Set exercise:
Can you rewrite the rows below, replacing each "evergreen forest" with "pine woodland" and leaving everything else unchanged?

Rows from a pointing dataset:
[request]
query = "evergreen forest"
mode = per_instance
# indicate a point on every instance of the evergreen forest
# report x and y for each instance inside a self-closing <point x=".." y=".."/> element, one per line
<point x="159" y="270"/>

Task answer:
[request]
query = "pine woodland"
mode = per_instance
# indicate a point on every instance of the pine woodland
# report x and y for each instance inside a self-closing <point x=".." y=".."/> element, one per line
<point x="159" y="270"/>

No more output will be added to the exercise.